[What you are asked to do] Please output exactly the run of lines that starts at the line with "Task: point to each instance of the horse head, a" and ends at the last line of the records below.

━━━━━━

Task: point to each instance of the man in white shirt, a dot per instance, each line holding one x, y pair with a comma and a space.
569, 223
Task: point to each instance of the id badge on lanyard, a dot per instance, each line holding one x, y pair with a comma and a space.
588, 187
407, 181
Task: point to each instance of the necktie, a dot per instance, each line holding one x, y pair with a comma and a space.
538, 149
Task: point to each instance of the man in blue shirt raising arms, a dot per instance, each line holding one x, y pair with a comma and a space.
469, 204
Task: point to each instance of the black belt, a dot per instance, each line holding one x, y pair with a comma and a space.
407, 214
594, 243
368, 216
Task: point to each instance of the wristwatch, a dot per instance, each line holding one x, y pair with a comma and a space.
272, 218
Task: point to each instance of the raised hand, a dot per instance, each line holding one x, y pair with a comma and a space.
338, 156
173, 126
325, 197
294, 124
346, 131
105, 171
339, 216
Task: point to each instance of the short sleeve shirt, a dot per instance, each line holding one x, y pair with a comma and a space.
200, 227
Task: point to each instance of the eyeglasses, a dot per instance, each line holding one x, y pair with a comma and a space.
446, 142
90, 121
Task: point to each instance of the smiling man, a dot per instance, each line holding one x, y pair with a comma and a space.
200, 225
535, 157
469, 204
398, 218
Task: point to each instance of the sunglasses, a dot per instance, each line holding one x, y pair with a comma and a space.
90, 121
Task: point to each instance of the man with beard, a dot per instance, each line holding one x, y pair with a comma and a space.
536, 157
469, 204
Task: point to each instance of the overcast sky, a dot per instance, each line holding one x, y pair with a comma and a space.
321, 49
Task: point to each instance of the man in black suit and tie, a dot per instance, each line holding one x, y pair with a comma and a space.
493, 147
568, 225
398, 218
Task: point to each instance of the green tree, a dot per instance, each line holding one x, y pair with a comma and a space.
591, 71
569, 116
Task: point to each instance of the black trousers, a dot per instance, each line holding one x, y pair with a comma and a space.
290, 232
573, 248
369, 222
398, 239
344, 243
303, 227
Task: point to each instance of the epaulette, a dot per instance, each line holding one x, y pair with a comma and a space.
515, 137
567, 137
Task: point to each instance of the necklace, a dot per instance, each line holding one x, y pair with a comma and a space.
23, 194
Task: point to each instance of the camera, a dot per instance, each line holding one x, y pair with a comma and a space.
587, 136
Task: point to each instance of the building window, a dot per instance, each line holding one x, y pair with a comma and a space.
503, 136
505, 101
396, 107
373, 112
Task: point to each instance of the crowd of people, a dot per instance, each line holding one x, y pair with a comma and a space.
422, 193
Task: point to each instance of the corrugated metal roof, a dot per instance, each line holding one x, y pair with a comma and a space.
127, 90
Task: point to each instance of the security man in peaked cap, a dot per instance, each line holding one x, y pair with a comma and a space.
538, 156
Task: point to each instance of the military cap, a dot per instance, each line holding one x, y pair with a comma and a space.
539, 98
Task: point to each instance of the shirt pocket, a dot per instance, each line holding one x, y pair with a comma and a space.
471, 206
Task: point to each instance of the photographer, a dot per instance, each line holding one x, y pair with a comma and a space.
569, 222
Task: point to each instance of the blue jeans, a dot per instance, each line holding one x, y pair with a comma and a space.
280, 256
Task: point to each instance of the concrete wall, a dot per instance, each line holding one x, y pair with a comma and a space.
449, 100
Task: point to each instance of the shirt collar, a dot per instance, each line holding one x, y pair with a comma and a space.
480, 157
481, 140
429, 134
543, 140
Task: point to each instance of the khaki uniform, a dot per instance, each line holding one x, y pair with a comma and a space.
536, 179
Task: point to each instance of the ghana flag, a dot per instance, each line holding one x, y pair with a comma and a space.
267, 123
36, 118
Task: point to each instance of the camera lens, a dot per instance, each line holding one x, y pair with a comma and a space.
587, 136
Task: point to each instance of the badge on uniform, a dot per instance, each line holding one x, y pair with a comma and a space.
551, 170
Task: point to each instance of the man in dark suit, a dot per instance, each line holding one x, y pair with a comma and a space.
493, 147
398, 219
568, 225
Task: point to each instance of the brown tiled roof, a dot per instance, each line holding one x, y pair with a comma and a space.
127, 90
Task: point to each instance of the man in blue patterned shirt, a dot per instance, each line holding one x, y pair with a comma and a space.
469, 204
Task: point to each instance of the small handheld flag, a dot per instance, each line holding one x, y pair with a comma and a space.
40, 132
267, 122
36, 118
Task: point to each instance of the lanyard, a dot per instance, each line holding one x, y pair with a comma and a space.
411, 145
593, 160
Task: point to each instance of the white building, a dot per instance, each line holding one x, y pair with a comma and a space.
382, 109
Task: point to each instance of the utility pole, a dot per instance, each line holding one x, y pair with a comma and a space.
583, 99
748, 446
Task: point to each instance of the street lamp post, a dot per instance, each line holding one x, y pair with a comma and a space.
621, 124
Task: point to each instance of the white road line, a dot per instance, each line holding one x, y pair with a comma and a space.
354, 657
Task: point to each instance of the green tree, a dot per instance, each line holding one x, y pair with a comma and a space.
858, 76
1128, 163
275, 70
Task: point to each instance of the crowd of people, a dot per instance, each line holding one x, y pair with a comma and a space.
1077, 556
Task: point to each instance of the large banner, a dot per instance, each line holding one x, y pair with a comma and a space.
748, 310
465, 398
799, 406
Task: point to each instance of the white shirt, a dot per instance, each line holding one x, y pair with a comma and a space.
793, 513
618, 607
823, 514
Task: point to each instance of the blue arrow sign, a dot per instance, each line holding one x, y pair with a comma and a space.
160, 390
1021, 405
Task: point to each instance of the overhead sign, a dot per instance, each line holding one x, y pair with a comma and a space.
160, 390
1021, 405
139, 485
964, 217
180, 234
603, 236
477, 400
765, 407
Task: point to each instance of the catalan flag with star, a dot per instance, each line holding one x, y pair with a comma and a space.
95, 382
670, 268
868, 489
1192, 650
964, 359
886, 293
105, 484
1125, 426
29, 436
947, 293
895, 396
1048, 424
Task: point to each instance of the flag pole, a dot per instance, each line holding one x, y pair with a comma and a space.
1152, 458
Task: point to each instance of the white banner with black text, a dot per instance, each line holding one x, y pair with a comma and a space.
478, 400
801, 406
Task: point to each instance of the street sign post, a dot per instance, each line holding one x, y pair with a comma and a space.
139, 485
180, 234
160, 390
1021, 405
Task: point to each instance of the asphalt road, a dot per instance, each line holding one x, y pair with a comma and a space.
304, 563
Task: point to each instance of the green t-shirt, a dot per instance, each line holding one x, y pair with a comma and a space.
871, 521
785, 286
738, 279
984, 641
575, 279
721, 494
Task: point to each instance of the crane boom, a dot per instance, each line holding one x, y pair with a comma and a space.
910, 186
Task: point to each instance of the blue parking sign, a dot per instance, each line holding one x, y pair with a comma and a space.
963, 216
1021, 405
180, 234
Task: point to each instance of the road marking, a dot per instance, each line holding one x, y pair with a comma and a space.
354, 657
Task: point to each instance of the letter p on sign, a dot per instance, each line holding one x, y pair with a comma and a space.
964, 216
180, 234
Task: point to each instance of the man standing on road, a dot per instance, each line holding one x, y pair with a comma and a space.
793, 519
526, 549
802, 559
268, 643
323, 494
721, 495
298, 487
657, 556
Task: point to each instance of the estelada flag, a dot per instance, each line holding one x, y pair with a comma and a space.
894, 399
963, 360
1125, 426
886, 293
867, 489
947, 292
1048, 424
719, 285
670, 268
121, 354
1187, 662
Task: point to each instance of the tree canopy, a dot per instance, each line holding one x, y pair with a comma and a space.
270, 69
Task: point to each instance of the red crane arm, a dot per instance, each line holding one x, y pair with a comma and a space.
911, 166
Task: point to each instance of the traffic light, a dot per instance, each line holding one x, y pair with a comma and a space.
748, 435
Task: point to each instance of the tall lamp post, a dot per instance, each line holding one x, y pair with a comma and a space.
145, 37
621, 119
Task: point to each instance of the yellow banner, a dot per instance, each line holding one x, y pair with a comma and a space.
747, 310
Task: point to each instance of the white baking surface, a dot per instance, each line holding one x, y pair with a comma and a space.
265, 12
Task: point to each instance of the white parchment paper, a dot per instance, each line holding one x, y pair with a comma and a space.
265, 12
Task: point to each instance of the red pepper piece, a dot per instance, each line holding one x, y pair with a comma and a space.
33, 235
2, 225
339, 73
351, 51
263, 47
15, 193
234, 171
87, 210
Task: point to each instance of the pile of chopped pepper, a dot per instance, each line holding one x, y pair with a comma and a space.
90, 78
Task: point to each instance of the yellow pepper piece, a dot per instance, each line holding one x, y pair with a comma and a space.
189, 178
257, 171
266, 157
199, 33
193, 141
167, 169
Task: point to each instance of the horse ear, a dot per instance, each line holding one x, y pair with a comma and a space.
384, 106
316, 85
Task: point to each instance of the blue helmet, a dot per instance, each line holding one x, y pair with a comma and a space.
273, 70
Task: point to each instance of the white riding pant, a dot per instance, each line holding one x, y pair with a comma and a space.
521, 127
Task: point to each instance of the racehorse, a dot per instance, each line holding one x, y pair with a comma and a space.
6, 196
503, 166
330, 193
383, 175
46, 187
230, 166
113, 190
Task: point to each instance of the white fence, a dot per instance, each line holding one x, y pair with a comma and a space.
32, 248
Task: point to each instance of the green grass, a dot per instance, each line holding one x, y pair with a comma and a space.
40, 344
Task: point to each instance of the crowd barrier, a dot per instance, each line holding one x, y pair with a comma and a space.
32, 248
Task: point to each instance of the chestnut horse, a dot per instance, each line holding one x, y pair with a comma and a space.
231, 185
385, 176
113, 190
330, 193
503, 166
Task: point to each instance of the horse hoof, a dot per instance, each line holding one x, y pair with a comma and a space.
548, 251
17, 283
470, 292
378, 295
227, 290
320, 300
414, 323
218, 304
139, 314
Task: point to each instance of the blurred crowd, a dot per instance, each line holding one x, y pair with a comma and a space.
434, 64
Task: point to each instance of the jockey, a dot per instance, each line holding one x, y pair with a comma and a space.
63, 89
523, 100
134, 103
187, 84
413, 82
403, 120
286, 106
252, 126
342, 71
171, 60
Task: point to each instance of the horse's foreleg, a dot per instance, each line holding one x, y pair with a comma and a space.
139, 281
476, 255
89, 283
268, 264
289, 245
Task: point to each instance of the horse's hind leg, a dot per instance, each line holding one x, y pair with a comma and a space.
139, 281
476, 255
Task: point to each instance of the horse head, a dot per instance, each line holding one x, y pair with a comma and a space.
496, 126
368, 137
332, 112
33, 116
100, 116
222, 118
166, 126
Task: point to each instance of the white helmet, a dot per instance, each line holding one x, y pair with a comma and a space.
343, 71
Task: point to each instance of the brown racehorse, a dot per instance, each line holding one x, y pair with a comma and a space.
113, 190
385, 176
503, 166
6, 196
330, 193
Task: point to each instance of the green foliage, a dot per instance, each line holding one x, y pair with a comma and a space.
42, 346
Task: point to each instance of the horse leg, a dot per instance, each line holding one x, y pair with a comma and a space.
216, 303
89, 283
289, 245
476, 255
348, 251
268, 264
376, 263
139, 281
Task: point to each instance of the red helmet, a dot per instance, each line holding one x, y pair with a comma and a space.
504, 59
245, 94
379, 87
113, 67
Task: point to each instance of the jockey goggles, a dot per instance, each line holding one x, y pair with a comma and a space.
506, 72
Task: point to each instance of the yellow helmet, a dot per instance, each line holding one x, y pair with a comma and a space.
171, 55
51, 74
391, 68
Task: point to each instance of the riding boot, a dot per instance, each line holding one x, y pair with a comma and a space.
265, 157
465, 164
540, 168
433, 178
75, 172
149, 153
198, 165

━━━━━━

[Output of the task]
Task: point to each instance of the horse head, a dot per instance, each line holding one x, y pair with a comma and a space.
496, 126
368, 137
332, 112
33, 116
100, 116
222, 118
166, 126
Task: point to each instance of the white helmet, a dot per instance, each line holding one x, y pair with a comma and a space.
343, 71
Task: point to each instance of the brown racehorse, a dot per instance, each line holding one x, y pair with a comma and a space.
113, 190
385, 176
503, 166
6, 196
330, 193
Task: point to each instance of the green foliage, a dot per instance, each line holding one x, y pair with a comma and a space.
42, 346
Task: point to each instance of the horse leg, a dot per instance, each line holding one x, y pair with a comma and a space.
216, 303
89, 283
289, 245
476, 255
348, 251
268, 264
376, 263
139, 281
Task: point to each instance of the red helmet, a dot per instance, each line holding one x, y pair with a comma and a space.
504, 59
245, 94
379, 87
113, 67
Task: point to each instance of the jockey goggles, a dot per instance, each line holding one x, y pair with a comma and a space.
506, 72
Task: point to each instance of the yellow helmet, a dot per instance, each line holding one x, y pair with a comma and a space.
171, 55
51, 74
391, 68
Task: point to each instance of the riding boot, a dot per instance, each line holding one x, y pair with a comma and a space.
265, 157
465, 164
540, 168
433, 178
75, 172
149, 153
198, 165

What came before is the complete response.